PROBLEM TO SOLVE: Below are some records; return all of them exactly as they are.

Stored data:
»»
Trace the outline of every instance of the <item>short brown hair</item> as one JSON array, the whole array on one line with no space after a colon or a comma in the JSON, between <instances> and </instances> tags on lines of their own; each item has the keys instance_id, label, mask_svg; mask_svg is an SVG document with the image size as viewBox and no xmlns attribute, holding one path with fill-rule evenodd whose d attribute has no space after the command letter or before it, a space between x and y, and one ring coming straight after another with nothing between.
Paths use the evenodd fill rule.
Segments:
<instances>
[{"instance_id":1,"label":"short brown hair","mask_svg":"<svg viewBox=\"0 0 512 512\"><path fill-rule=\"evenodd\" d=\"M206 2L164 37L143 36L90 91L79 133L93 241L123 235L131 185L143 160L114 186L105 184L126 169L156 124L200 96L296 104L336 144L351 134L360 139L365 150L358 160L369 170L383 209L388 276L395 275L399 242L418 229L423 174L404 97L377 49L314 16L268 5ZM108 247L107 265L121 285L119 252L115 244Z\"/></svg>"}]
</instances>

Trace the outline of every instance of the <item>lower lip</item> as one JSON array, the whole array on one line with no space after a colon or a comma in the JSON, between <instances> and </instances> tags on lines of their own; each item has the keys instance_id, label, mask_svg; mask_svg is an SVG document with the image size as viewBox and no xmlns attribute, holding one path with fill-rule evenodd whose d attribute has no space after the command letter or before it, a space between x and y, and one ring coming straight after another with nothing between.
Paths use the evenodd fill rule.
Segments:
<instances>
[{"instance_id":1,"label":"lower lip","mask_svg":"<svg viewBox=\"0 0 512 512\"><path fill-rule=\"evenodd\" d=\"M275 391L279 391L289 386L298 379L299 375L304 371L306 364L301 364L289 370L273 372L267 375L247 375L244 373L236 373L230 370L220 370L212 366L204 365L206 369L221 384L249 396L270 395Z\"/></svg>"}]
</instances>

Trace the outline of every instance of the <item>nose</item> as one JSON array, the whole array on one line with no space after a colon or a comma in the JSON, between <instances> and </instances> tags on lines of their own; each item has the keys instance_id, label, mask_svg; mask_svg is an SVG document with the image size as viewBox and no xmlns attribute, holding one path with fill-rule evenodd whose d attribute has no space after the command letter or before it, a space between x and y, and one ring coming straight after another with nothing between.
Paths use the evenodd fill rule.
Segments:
««
TASK OUTPUT:
Trace the outline of every instance of the <item>short brown hair</item> as one JSON array, the whole array on one line with no space after a colon or a comma in the JSON, between <instances> and </instances> tags on lines of their own; each item has the keys instance_id, label, mask_svg; mask_svg is an SVG document with the image size as viewBox and no xmlns attribute, holding one path with fill-rule evenodd whose d attribute has no space after the command letter or before it, a space between x and y, and one ring coming straight after another with nothing between.
Paths use the evenodd fill rule.
Segments:
<instances>
[{"instance_id":1,"label":"short brown hair","mask_svg":"<svg viewBox=\"0 0 512 512\"><path fill-rule=\"evenodd\" d=\"M206 2L164 37L143 36L90 91L79 133L93 241L123 235L131 185L143 160L114 186L105 184L126 169L156 124L200 96L296 104L336 144L351 134L360 139L365 150L358 160L369 170L383 209L388 276L395 275L399 242L418 229L423 174L404 97L377 49L314 16L268 5ZM108 247L107 265L121 285L119 252L115 244Z\"/></svg>"}]
</instances>

Trace the outline of every instance of the <item>lower lip</item> as one JSON array, the whole array on one line with no space after a colon or a comma in the JSON, between <instances> and </instances> tags on lines of their own; each item has the keys instance_id, label, mask_svg; mask_svg is an SVG document with the image size as viewBox and no xmlns attribute, holding one path with fill-rule evenodd whose d attribute has no space after the command letter or before it, a space between x and y, and one ring coming straight after another with nothing between.
Paths use the evenodd fill rule.
Segments:
<instances>
[{"instance_id":1,"label":"lower lip","mask_svg":"<svg viewBox=\"0 0 512 512\"><path fill-rule=\"evenodd\" d=\"M275 391L279 391L289 386L298 379L299 375L304 371L306 364L301 364L289 370L273 372L267 375L247 375L244 373L236 373L230 370L220 370L212 366L204 365L206 369L221 384L249 396L270 395Z\"/></svg>"}]
</instances>

Trace the outline of every instance of the <item>nose</item> as one JSON array, the whole array on one line with no space after a colon or a comma in the JSON, between <instances> and </instances> tags on lines of their own; each item has the keys instance_id, label, mask_svg; mask_svg is an SVG document with the image size as viewBox and no xmlns attribute, holding one path with fill-rule evenodd whose d attribute has no space after the command letter or before it, a space between x and y, and one ring coming straight after another with nothing between.
Paths use the evenodd fill rule.
Segments:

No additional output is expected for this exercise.